» GIVEN PROBLEM 1
In the Vancouver text below, how did the writer travel to Vancouver?
» GIVEN PROBLEM 2
Please carry on the Vancouver text below, picking up right after its final sentence.

Of course, all the wonderfulness is great, but getting into the nitty gritty of the tech scene is also fun. Vancouver has a great tech scene, albeit small by Seattle’s tech scene, but that’s a disingenuous comparison anyway. It’d be like comparing Seattle aeronautics scene with any other city except where maybe Airbus is located, it’d just be nuts. But compared to most other cities, Vancouver has a pretty solid standing among the coding community.

Photo Mar 29, 11 29 19 PM
Pacific Central Station in Vancouver

I took the train up, as I always do, because of a number of reasons. I can roll my bike on and then upon arrival the staff just hands it back to me and off I go. Considering my origination point and departure point are both bike friendly for my needs, this is my default. In the end, it actually ends up faster than driving and needing to pack or rack the bike, I couldn’t even fly and enjoy these amenities, and the intercity Bolt Buses are just yucky anyway. It’s like flying except you’re stuck on the ground in an often times smaller seat than an airplane. I’m not sure why I’d ever want to torture myself like that. The other huge benefit is it’s extremely easy to get a lot done on the train and one also can’t beat the views en route!

» DATA
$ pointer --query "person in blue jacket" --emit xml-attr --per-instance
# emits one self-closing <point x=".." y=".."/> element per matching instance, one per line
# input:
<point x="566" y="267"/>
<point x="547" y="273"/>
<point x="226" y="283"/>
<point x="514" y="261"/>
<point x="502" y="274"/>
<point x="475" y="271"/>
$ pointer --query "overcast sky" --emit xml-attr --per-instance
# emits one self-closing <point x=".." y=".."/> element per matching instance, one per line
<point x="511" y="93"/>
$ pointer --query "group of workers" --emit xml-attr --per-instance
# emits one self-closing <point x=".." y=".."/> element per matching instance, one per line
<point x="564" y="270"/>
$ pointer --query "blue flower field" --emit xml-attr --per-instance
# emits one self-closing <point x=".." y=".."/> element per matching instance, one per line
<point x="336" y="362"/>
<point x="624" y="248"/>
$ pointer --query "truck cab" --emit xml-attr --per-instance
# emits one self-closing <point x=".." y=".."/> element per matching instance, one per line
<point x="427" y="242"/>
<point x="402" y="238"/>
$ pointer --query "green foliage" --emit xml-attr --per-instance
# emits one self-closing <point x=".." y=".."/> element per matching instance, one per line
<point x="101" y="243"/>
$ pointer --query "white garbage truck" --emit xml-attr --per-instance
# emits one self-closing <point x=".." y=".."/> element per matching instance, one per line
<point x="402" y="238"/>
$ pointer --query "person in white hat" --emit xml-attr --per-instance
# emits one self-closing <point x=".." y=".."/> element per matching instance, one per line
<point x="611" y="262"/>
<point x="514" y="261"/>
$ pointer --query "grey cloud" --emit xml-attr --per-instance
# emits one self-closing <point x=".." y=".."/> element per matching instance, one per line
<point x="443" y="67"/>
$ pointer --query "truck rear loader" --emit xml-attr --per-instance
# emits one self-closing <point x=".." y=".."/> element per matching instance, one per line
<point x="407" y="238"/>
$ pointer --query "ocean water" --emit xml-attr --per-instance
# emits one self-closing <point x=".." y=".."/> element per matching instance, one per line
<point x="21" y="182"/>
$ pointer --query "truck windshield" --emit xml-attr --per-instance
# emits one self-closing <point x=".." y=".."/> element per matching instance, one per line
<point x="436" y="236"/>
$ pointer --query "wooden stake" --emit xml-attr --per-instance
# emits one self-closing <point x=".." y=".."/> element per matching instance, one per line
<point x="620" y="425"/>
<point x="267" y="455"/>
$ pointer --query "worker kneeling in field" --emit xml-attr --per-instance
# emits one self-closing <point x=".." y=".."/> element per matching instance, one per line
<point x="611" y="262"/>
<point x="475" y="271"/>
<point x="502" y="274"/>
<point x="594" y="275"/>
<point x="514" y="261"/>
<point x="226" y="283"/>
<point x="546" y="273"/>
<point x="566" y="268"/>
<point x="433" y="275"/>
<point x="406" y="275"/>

» RESPONSE 1
By train.

» RESPONSE 2
A Small Rant

Once I arrived I checked into my hotel. I realized this trip I must have checked into the singularly clueless hotel in the whole city that has strange myopic, draconian, and stupifying bicycle options. The Hyatt Regency, which I’m clearly not going to be staying at again, wanted to “valet” my bike with a tag, mark it and put it into some basement garage “room”. I wouldn’t easily have access to it and would have to wait for them to retrieve it if I needed it for any reason. Anyway, this was an extremely odd scenario, and would be a lot more work on their part, that just struck me as blatantly behind the times – especially for Vancouver. People and businesses in this city should, and do, know better than to have such nonsense in place. I guess the Hyatt Regency places itself above and removed from the people in some way. Oh well, lesson learned, I’ll stay at one of the other zillion super awesome hotels (or with friends instead).

TLDR; Avoid the Hyatt Regency for future stays, they have strange policies around independence of movement and storage of personal items.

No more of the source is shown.